Task description
Please print every line from the one containing "the man's hand" through the last line of the records below, exactly as written and nothing more.

Saved entries
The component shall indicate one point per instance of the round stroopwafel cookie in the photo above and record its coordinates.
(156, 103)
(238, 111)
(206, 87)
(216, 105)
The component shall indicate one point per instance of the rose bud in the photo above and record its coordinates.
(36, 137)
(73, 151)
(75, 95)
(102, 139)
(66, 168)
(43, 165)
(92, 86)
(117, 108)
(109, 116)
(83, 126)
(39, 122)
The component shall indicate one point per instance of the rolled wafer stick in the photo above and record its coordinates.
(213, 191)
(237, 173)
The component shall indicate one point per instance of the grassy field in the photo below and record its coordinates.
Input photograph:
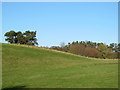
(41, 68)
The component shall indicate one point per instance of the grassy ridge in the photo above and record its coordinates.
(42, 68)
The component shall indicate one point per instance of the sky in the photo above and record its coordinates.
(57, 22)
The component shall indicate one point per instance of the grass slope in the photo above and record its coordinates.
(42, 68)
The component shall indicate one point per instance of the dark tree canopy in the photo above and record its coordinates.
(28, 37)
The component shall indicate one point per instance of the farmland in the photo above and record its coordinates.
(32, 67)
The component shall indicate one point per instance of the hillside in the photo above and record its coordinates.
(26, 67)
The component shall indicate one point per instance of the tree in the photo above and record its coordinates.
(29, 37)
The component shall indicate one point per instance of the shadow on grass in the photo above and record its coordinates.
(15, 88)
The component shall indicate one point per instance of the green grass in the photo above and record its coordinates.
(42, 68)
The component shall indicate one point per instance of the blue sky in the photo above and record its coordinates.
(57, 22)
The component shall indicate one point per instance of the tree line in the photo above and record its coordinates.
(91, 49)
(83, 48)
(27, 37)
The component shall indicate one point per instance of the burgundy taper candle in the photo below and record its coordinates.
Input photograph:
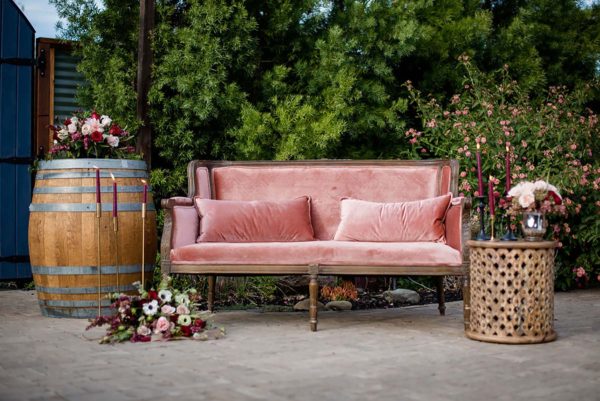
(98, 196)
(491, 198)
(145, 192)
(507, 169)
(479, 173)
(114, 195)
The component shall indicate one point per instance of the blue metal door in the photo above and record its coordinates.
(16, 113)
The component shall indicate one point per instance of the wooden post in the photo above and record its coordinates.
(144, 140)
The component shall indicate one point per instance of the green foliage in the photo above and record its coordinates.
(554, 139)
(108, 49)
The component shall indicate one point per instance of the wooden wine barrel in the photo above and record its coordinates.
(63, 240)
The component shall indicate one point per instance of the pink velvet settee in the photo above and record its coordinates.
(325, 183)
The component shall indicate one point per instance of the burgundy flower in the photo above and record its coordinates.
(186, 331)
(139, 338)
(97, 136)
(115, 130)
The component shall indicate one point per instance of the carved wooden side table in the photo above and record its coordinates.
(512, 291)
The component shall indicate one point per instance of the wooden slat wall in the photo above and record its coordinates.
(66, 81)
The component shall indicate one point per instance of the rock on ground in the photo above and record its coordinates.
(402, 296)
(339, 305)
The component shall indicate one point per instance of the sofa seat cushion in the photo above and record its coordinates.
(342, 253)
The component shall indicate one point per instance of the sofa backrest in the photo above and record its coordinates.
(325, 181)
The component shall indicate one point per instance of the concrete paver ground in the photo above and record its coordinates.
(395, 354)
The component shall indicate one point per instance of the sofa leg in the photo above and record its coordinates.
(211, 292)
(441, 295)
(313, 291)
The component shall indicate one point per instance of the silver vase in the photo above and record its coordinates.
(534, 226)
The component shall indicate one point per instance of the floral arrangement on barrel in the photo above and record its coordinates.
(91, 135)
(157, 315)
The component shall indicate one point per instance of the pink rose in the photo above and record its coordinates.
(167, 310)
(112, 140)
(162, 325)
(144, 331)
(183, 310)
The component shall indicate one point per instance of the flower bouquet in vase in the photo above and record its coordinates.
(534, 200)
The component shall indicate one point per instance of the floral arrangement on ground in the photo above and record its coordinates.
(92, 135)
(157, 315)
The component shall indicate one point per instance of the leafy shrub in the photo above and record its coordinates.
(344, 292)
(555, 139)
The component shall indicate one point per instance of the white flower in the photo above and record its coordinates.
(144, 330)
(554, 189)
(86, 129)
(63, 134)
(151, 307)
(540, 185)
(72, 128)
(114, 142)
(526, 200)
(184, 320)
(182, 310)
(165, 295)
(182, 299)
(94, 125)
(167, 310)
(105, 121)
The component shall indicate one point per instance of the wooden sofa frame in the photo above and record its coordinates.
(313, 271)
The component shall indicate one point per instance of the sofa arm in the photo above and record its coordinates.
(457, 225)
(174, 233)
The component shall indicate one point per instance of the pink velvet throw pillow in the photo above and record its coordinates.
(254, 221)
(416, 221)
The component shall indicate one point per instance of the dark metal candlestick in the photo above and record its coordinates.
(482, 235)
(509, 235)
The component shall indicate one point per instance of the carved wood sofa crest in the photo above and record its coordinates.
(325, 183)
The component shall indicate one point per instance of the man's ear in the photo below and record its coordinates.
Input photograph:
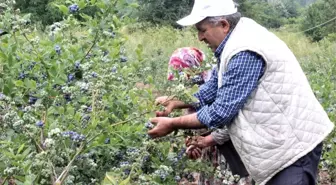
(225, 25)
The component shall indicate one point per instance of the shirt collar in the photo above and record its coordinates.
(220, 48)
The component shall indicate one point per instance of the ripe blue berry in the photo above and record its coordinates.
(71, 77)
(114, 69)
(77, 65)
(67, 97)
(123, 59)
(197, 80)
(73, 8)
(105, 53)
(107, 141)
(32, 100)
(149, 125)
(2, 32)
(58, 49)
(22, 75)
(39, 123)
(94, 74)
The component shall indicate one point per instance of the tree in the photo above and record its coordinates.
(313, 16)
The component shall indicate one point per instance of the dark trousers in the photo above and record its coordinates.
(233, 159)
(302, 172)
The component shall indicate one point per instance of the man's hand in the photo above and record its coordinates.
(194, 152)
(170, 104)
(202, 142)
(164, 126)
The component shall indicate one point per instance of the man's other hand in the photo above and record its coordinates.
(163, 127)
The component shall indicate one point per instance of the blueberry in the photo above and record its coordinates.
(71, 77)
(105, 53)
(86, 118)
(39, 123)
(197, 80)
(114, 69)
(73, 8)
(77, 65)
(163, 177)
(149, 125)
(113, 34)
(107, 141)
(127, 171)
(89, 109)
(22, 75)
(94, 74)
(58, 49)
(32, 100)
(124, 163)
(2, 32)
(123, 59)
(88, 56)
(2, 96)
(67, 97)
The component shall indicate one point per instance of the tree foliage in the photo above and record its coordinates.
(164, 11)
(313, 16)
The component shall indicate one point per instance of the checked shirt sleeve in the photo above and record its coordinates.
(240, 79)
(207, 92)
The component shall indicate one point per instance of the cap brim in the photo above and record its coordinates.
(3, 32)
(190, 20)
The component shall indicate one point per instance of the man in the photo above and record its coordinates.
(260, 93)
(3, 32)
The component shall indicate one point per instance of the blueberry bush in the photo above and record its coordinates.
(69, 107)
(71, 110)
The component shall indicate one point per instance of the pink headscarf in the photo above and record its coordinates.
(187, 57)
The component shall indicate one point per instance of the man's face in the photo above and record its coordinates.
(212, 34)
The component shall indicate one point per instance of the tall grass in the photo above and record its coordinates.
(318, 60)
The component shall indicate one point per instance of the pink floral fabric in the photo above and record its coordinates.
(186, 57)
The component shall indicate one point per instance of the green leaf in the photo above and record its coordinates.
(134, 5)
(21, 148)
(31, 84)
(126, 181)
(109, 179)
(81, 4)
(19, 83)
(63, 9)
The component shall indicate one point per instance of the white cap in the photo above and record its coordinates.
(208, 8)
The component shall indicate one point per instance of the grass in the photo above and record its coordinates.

Solution for this problem
The component shall indicate one point per instance of the man's hand in the photo above and record its coordinates.
(194, 152)
(170, 104)
(202, 142)
(164, 126)
The component shall indicate one point per instance of the man's other hand in the photo above and record its coordinates.
(163, 127)
The component shall indicate one point per instance of the blueberry in the photo above and record its coordinates.
(71, 77)
(105, 53)
(86, 118)
(39, 123)
(197, 80)
(114, 69)
(73, 8)
(77, 65)
(163, 177)
(149, 125)
(113, 34)
(107, 141)
(127, 171)
(89, 109)
(22, 75)
(94, 74)
(58, 49)
(32, 100)
(124, 163)
(2, 32)
(123, 59)
(88, 56)
(2, 96)
(67, 97)
The component shall indicate one point per instance of the tree foliage in the photo above and record its coordinates.
(164, 11)
(313, 16)
The component shall indicate one point per instance of the checked shirt sleeve in the photo above and record its coordinates.
(240, 79)
(207, 92)
The component shall indicate one point per instance of the cap brim in the photo above and record its coordinates.
(3, 32)
(190, 20)
The component shall indicate one point per instance of the man in the photo above and record its coordinates.
(260, 93)
(3, 32)
The component shall indicate one point per instance of the blueberry bush in the photo above and record its coordinates.
(69, 107)
(71, 110)
The component shall indicate one point per instance of the pink headscarf in the photo above and record its coordinates.
(187, 57)
The component shall indicate one point per instance of the man's face in the photo above and record its coordinates.
(212, 34)
The component shall indicate one point per instance of the tall grass in the photo above and record its coordinates.
(318, 60)
The component shall indicate one point per instance of the pink floral fabric in the photo above and record its coordinates.
(186, 57)
The component shall indicate one point per instance of the green leaf in the photo above and record its coordinates.
(134, 5)
(21, 148)
(31, 84)
(126, 181)
(109, 179)
(81, 4)
(19, 83)
(63, 9)
The component shall indicate one point per instance of the white cap in the photo above and record its coordinates.
(208, 8)
The component shall indicate one point per instance of the grass in the photo above and record its coordinates.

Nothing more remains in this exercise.